## Entries shown
_____

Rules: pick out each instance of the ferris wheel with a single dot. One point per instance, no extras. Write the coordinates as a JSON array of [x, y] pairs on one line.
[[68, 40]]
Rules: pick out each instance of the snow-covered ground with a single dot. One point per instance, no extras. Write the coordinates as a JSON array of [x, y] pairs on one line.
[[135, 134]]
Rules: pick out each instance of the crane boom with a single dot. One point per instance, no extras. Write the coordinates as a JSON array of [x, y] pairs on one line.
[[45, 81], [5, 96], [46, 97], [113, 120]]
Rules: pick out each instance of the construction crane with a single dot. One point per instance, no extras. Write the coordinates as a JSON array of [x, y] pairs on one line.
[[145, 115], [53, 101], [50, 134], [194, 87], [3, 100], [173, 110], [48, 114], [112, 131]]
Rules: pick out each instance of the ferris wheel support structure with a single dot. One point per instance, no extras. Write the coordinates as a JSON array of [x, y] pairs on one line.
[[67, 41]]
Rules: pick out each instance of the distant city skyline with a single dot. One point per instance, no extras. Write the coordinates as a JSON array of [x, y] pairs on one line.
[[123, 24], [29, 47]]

_____

## Brief
Give back each record exactly, from the first line through the last.

## Response area
Rules: pick out each instance of the ferris wheel with a single dot. One point per instance, no extras. Write the coordinates as a JSON array of [x, y] pairs on one line.
[[68, 40]]
Rules: pick out each instance of the snow-covered ground with a single dot. One point per instance, no extras. Write the coordinates as a JSON array of [x, y] pairs on one line.
[[135, 134]]
Rules: pick out each instance of the crane boom with a single dot. One point per instance, no extras. Write the coordinates as a JSON array of [x, y] pairs on one line.
[[45, 81], [5, 96], [46, 97], [113, 120]]
Rules: pick out each instance of the construction crane with a single dot. One point per instance, no extras. Write the coordinates as a JSON array of [x, y] pairs on one line.
[[145, 115], [53, 101], [50, 134], [194, 87], [3, 100], [173, 110], [48, 114], [112, 131]]
Rules: pick out each instance of the ferris wheel support structure with a single dot. One point per instance, no extras. Write the coordinates as a JSON array of [x, y] pairs on one line.
[[67, 41]]
Rules: pick out each instance of the distant city skyline with a single dot. One point per instance, no extras. Write the coordinates as a JSON array of [x, y] pairs on one line.
[[123, 24], [29, 47]]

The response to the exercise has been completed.